Aim 1:
Answer these questions about the KuaiRec project notebook.
(a) What density does it give for the small matrix?
(b) Which environment variable does the imports code set to "1"?
(c) Which column does the data_clear function drop?
=== Given passage ===
# Project Assignment: Short Video Recommender System (KuaiRec)

Dataset Source: [Kuairec](https://kuairec.com/)

Arxiv Paper: [KuaiRec: A Fully-observed Dataset and Insights for Evaluating Recommender Systems](https://arxiv.org/pdf/2202.10842)

## Dataset import

In [None]:
!wget https://nas.chongminggao.top:4430/datasets/KuaiRec.zip --no-check-certificate
!unzip KuaiRec.zip

## Imports

In [1]:
import os
os.environ["OPENBLAS_NUM_THREADS"] = "1"
import pandas as pd
import numpy as np
import os
from sklearn import metrics
from scipy.sparse import csr_matrix


# I get my dataset from a Kaggle input
DATA_PATH = "/kaggle/input/kuairec/KuaiRec 2.0/data"
if not os.path.exists(DATA_PATH):
   DATA_PATH = f"{os.getcwd()}/KuaiRec/data"
if not os.path.exists(DATA_PATH):
   DATA_PATH = f"{os.getcwd()}/KuaiRec 2.0/data"
if not os.path.exists(DATA_PATH):
   raise FileNotFoundError("KuaiRec dataset not found. Please check the path.")

DATA_PATH

'/home/tofeha/ING2/ING2/REMA1/FinalProject_2025_aziz.zeghal/KuaiRec 2.0/data'

## Step 1: Load and observe the dataset

- Load and inspect the dataset
- Handle missing or inconsistent data
- Merge metadata for content-based models if necessary

### Small matrix

This table has a density of 99.6%. This means that 99.6% of the entries in the matrix are non-zero, indicating that most users have interacted with most items.

In [None]:
def data_clear(df : pd.DataFrame) -> pd.DataFrame:
    # Date is time in a weird format
    df.drop("date", axis="columns", inplace=True)
=== Records for the exercise ===
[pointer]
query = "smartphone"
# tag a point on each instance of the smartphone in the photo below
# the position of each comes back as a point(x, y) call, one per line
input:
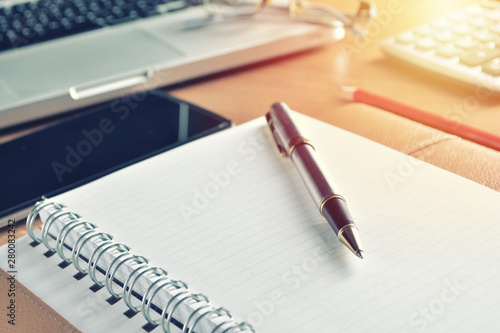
point(94, 143)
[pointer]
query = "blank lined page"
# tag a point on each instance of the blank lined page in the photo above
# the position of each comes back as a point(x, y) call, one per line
point(232, 219)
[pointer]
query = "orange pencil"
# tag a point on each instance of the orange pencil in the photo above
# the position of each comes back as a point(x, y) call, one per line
point(446, 125)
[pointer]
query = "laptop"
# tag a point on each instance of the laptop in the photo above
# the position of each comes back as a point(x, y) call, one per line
point(175, 43)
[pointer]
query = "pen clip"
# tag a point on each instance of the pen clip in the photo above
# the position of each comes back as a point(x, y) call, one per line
point(277, 140)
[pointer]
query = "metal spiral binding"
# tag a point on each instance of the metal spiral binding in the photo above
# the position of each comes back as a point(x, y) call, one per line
point(159, 278)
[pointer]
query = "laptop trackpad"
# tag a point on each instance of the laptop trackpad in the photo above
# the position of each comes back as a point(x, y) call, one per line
===
Aim 2: Extract lines from the stored records, starting at the first line of the records and stopping after the line that contains "point(232, 219)". Leave the pictures out of your answer.

Expected output 1:
(a) 99.6%
(b) OPENBLAS_NUM_THREADS
(c) "date"

Expected output 2:
[pointer]
query = "smartphone"
# tag a point on each instance of the smartphone in the photo below
# the position of each comes back as a point(x, y) call, one per line
input:
point(94, 143)
[pointer]
query = "blank lined page"
# tag a point on each instance of the blank lined page in the photo above
# the position of each comes back as a point(x, y) call, one per line
point(232, 219)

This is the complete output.